Déclaration d'inpendance
du Cyberespace

Gouvernements du Monde Industriel, géants fatigués de chair et d'acier, je viens du Cyberespace, la nouvelle maison de l'Esprit. Au nom du futur, je vous demande, à vous du passé, de nous laisser seuls. Vous n'êtes pas les bienvenus entre nous. Vous n'avez aucune souveraineté où nous nous réunissons.

Comme nous n'avons pas de gouvernement élu, et nous n'en aurons probablement jamais, je m'adresse à vous sans plus d'autorité que celle qu'a toujours la voix de la liberté. Je déclare que l'espace social global que nous sommes en train de construire est naturellement indépendant des tyrannies que vous cherchez à nous imposer. Vous n'avez pas le droit moral de nous commander, et vous n'avez aucune méthode d'imposition que nous ayons raison de craindre.

### Consignes
(a) Comptez les lignes qui contiennent la chaîne « lamp », puis donnez uniquement ce nombre.
(b) Poursuivez la déclaration sur le cyberespace ci-dessus à partir de sa dernière phrase.
La déclaration sur le cyberespace et les lignes qui suivent sont deux documents sans rapport.

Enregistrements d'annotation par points
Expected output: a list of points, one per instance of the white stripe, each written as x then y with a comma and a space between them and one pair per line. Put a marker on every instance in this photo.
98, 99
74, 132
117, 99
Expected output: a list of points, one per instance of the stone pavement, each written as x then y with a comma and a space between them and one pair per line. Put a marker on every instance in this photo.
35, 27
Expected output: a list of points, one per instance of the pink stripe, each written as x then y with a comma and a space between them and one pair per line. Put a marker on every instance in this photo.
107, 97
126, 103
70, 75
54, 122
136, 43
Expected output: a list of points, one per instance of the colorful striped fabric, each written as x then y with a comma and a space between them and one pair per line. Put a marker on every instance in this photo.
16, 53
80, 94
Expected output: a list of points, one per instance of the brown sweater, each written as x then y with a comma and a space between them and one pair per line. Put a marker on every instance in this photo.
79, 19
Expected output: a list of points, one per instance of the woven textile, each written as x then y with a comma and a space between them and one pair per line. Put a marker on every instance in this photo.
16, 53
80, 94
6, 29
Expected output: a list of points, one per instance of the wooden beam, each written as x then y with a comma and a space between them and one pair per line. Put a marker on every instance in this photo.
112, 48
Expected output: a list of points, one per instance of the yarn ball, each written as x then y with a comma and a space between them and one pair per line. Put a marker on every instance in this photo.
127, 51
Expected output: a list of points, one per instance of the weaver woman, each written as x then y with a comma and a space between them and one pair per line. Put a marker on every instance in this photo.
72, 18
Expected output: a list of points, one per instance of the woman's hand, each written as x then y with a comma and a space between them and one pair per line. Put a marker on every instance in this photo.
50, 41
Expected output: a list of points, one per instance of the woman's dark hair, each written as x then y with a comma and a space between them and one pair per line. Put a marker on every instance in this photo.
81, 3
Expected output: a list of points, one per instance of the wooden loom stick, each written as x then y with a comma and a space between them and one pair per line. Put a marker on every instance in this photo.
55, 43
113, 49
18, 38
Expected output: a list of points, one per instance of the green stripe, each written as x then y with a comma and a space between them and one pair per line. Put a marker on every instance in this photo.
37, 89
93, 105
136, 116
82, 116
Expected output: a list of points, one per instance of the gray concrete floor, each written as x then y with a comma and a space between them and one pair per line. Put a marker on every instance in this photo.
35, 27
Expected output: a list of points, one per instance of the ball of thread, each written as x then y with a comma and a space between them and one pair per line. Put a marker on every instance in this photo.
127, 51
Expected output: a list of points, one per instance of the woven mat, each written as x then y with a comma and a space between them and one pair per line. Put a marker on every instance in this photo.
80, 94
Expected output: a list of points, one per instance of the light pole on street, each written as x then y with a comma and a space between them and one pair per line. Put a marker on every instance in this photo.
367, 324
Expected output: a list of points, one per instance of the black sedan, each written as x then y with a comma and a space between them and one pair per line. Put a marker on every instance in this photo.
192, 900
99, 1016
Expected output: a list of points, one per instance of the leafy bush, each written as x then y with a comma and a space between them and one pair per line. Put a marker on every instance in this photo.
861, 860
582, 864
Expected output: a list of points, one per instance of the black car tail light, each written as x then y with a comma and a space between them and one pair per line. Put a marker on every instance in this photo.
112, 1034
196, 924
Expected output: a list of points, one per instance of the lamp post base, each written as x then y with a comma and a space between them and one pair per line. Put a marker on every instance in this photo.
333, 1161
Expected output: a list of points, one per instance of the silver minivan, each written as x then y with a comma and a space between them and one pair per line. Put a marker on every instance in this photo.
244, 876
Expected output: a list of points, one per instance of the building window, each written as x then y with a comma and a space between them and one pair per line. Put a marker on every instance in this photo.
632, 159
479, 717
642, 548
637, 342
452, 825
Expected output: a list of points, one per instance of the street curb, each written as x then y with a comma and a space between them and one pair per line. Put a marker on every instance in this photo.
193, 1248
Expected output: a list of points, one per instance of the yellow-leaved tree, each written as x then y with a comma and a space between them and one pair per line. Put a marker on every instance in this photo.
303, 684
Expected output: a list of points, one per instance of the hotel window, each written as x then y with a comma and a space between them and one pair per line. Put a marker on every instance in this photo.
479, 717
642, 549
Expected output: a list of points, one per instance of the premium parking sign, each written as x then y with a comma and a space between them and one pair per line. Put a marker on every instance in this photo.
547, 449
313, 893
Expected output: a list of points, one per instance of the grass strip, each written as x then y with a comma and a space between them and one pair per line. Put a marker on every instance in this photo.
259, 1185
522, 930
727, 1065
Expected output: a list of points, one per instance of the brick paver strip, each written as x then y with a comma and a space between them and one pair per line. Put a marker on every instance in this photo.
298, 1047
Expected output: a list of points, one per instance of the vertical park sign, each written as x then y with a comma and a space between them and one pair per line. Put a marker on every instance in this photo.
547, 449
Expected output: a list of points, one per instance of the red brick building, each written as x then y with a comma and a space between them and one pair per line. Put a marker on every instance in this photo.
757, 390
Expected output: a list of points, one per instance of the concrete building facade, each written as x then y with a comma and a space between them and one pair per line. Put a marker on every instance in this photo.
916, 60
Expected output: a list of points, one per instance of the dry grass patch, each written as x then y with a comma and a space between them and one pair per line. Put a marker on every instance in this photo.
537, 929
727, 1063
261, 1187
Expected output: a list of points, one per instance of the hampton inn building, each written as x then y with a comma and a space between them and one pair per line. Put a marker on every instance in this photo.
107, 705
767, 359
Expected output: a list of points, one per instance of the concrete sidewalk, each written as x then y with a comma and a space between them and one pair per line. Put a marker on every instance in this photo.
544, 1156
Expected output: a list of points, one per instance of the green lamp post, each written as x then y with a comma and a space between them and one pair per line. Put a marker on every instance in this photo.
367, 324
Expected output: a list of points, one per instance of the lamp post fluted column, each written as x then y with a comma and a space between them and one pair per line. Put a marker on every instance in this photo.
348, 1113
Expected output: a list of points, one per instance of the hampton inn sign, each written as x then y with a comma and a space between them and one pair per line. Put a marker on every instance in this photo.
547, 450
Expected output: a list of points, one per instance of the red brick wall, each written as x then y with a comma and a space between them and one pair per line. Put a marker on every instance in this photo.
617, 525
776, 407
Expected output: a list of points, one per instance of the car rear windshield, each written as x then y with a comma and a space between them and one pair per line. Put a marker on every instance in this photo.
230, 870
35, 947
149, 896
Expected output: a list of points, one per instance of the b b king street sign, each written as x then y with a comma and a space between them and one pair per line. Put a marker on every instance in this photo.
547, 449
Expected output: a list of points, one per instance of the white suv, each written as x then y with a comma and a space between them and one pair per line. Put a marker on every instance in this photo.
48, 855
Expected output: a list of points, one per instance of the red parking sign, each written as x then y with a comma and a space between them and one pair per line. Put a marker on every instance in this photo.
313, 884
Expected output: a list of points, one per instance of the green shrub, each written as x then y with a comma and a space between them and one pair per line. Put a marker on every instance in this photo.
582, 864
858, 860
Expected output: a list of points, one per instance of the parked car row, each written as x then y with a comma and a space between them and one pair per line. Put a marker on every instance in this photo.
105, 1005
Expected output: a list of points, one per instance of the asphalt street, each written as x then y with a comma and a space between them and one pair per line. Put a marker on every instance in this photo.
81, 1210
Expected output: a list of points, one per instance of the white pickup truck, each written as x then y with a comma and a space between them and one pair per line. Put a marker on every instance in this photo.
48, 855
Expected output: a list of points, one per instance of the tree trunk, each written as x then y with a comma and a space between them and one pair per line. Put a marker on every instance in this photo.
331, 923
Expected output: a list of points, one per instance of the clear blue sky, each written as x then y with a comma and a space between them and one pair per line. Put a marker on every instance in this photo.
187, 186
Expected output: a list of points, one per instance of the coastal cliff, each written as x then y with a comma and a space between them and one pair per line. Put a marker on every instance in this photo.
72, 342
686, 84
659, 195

### Réponses aux consignes
(a) 3

(b)
Les gouvernements dérivent leurs justes pouvoirs du consentement des gouvernés. Vous n'avez ni sollicité ni obtenu le notre. Nous ne vous avons pas invités. Vous ne nous connaissez pas, vous ne connaissez pas notre monde. Le Cyberespace ne se trouve pas entre vos frontières. Ne croyez pas que vous pouvez le construire, comme s'il était un project de construction publique. Vous ne le pouvez pas. C'est un fait de nature qui croît à travers nos actions collectives.

Vous n'avez pas participé à notre grande conversation globale, et vous n'avez pas creé la richesse de nos marchés. Vous ne connaissez pas notre culture, notre éthique, ni les codes non écrits qui assurent dans notre société plus d'ordre que vos impositions ne pourraient obtenir.

Vous prétendez qu'il y a des problèmes chez nous que vous devez résoudre. Vous utilisez ceci comme excuse pour nous envahir. Beaucoup de ces problèmes n'existent pas. Là où il y a des conflits réels, des problèmes, nous les identifierons et nous les corrigerons à notre façon. Nous sommes en train de former notre Contrat Social. Cette gouvernance croîtra selon les conditions de notre monde, pas du votre. Notre monde est différent.

Le Cyberespace est fait de transactions, relations, et des pensées elles-mêmes, arrangées comme une onde dans le réseau de nos communications. Notre monde est partout et nulle part, mais il n'est pas où les corps habitent.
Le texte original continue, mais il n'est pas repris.